[The records]:
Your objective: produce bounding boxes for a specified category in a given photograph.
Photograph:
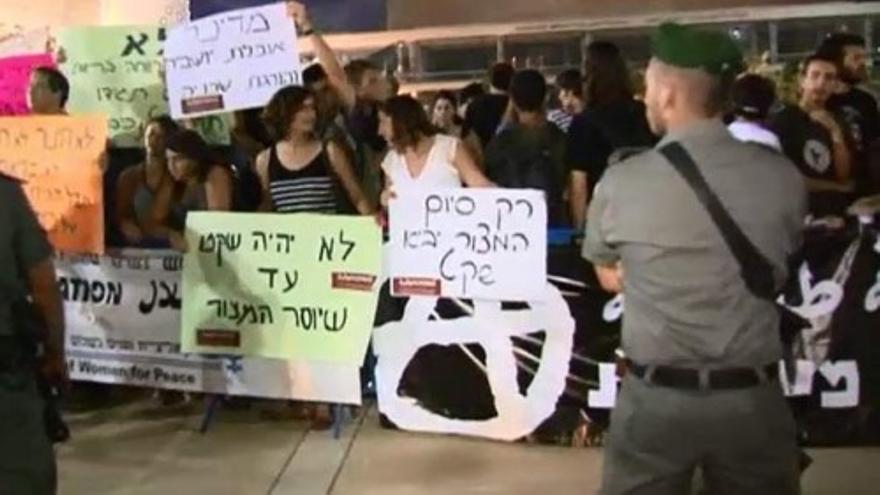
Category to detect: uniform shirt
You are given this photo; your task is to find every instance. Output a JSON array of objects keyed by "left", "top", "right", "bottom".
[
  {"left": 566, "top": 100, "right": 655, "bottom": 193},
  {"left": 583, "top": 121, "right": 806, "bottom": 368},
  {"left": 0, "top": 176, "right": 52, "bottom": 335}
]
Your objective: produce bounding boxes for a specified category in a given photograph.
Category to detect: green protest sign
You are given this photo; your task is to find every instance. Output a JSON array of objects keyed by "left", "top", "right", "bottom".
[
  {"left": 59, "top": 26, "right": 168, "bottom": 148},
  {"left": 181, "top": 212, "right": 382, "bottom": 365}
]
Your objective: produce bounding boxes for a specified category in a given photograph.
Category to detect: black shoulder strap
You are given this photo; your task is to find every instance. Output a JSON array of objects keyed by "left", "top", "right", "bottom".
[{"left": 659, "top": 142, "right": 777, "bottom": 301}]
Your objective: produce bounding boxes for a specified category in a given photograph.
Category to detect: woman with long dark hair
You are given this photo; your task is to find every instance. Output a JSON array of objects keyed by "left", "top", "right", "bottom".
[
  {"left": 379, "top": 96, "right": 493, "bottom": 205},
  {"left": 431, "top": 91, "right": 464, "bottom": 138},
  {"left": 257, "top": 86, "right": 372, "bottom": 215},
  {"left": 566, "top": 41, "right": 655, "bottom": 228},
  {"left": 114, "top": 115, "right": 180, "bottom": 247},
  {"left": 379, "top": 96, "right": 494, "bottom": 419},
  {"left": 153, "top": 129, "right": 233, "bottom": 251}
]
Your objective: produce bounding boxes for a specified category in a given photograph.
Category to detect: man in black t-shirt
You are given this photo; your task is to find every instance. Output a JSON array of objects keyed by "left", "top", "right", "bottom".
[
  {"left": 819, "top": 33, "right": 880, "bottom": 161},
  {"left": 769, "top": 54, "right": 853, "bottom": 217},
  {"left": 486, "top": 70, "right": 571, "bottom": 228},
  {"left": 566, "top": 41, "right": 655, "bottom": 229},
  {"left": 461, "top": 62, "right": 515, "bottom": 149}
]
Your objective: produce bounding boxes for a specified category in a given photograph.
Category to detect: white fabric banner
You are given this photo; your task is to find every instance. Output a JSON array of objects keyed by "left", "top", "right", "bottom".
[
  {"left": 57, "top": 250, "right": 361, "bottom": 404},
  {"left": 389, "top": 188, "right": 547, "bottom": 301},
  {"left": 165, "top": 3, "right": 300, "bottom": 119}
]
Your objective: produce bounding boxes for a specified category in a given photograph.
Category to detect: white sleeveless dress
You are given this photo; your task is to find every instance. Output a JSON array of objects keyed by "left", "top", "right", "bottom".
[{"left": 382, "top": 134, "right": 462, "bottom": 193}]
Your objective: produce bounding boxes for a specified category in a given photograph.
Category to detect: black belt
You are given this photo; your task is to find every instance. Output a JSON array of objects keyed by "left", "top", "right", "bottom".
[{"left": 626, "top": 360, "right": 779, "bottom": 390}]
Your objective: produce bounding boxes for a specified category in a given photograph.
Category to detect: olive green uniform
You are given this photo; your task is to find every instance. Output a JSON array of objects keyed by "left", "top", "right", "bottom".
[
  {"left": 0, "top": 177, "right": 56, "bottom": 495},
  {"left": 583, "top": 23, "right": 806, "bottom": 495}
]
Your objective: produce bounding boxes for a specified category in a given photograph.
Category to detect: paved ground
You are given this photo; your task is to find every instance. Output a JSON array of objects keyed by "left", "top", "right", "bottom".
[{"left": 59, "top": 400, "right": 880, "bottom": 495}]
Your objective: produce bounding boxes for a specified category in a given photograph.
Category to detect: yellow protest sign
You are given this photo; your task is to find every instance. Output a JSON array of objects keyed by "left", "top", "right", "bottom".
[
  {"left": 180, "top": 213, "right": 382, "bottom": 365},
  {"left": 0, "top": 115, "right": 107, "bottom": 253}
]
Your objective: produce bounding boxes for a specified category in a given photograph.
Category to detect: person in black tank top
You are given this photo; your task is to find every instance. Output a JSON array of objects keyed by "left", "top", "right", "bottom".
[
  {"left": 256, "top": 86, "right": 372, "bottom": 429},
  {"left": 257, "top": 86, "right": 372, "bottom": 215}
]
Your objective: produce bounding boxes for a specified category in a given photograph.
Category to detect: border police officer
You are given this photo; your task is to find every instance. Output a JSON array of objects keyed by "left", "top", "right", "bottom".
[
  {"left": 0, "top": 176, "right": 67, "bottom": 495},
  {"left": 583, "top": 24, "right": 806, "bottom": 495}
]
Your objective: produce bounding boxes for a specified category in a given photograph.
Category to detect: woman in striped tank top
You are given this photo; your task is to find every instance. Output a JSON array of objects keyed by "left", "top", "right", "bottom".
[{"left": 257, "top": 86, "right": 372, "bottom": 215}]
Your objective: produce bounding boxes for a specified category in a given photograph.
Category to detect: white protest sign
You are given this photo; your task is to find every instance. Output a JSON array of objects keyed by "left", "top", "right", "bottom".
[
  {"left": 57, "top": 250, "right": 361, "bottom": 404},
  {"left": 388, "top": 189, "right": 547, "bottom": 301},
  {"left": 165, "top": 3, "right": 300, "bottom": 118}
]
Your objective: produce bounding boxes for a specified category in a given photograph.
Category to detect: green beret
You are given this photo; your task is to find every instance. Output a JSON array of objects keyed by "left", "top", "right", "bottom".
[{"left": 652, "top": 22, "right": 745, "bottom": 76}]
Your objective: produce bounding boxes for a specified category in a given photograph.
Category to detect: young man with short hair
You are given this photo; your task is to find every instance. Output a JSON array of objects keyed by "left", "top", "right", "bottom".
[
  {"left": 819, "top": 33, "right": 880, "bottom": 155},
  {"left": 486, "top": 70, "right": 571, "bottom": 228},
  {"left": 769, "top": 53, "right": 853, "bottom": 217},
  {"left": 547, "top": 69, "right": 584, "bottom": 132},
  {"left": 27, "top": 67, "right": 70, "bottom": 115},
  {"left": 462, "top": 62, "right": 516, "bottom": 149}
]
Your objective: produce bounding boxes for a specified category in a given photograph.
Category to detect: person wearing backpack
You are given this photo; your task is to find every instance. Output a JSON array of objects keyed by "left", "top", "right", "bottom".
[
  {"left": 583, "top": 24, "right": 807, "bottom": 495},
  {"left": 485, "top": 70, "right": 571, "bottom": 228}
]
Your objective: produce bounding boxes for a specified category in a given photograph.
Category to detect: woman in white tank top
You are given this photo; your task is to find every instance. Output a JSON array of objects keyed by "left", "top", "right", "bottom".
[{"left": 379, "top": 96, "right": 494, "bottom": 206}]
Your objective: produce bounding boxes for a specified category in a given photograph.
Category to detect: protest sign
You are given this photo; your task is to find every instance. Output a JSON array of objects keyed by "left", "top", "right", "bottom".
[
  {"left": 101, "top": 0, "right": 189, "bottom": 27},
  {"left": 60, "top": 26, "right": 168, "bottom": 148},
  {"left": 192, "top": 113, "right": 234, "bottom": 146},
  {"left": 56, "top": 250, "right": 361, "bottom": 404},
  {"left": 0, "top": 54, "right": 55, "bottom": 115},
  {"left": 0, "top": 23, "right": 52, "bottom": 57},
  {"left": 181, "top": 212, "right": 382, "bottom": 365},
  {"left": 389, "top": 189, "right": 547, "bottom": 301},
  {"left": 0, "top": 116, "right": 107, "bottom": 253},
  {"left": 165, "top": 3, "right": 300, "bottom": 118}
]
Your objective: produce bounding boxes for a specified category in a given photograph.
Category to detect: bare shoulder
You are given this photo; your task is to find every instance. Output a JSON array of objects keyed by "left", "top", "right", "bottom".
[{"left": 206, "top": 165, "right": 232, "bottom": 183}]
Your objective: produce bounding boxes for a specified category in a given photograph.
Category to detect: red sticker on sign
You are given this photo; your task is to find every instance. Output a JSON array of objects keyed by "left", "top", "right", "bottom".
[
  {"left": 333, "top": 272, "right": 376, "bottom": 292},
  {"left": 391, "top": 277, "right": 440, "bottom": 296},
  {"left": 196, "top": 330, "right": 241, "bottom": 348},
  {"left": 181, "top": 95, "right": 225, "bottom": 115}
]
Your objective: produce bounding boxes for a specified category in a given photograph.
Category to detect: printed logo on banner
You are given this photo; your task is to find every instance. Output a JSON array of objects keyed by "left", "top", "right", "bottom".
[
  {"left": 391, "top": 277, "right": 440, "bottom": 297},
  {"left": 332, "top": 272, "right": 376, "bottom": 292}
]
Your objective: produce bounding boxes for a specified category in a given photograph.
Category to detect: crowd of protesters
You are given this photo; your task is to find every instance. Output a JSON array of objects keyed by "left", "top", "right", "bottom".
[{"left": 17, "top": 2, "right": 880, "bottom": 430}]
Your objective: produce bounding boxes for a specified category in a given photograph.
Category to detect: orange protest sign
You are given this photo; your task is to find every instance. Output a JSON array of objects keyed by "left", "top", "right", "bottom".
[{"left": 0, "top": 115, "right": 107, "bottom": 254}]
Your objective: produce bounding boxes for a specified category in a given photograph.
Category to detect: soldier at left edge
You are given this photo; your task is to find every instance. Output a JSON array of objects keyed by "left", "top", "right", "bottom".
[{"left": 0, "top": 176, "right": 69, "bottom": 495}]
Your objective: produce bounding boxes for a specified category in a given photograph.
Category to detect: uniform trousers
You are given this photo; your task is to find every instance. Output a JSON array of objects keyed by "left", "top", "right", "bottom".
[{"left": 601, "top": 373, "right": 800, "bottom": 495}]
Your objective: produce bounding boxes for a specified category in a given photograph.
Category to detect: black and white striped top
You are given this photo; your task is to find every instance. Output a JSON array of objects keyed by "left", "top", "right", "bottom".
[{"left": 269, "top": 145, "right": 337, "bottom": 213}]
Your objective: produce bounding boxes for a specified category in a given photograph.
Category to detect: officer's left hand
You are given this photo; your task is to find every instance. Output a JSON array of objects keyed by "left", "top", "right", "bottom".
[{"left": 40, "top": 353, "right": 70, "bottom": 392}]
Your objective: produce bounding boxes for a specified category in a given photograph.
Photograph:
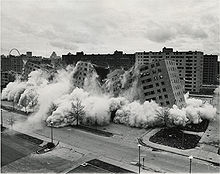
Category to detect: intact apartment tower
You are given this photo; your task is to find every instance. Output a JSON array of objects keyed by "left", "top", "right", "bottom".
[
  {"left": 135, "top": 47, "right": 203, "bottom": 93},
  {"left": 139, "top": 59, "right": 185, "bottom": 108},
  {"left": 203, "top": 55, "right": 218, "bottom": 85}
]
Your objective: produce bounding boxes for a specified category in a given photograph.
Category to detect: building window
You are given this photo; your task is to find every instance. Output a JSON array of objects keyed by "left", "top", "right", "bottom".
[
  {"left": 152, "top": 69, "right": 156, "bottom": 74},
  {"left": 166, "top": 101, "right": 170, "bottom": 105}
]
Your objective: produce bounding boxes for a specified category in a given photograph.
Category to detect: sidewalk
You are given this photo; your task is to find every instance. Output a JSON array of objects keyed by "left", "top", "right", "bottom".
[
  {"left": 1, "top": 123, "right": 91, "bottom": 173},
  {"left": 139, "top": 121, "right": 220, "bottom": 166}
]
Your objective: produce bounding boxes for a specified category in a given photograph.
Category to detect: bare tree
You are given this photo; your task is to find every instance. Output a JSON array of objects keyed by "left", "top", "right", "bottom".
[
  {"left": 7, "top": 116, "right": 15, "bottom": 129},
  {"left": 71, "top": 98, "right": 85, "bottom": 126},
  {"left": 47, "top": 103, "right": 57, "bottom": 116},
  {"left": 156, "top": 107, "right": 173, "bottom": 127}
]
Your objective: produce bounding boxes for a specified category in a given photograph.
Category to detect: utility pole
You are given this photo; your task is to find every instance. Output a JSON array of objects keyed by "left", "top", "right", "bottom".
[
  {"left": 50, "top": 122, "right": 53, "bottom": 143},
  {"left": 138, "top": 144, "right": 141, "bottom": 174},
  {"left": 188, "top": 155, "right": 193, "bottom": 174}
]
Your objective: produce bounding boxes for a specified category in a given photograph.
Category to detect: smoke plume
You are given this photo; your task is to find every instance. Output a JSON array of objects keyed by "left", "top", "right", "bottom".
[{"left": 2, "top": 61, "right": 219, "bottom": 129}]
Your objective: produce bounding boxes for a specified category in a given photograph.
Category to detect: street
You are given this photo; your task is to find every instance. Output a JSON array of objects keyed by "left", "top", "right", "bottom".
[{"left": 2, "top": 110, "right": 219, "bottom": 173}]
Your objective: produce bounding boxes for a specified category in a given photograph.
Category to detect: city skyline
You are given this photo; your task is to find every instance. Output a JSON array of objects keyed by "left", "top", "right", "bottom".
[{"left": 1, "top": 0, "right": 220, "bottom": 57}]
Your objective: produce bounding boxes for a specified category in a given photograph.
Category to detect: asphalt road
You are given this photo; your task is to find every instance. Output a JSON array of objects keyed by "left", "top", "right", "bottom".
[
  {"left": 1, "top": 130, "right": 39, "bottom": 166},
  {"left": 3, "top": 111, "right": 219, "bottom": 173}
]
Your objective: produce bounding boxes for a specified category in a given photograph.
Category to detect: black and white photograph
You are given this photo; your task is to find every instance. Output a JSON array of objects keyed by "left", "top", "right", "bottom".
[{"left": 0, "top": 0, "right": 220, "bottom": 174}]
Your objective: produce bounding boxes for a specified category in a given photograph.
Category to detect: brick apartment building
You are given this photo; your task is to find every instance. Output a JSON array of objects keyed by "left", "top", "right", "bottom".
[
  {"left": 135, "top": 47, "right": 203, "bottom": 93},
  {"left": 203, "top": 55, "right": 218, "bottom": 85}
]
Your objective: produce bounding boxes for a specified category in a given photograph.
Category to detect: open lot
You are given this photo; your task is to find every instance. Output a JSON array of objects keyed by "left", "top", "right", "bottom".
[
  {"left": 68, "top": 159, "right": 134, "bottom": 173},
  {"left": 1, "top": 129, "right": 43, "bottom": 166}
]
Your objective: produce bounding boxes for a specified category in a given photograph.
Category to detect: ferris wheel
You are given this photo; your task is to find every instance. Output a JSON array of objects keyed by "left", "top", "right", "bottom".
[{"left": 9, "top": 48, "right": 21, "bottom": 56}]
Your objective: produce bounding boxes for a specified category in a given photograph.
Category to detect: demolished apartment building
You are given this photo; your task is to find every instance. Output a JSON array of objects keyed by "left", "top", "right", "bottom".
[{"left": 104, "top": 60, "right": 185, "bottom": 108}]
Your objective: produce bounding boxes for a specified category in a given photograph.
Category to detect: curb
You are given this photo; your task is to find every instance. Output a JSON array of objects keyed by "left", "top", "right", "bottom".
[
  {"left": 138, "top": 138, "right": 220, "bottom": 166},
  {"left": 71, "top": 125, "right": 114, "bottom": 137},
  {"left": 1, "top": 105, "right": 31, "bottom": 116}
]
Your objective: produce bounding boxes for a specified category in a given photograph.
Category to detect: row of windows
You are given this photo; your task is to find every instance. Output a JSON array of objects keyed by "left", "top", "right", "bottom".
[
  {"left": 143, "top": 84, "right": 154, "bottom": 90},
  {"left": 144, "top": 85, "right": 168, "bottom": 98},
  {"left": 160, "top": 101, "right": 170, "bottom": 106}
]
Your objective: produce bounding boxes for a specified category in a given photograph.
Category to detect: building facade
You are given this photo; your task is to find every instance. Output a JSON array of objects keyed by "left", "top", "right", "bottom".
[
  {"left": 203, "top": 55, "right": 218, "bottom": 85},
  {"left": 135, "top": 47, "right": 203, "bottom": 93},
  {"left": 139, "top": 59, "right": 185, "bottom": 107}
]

[Exercise]: Pull out each line of the data above that contains the word "woman". Case counts.

[Written answer]:
Category to detect: woman with long dark hair
Category to detect: woman in striped tank top
Category to detect: woman in white tank top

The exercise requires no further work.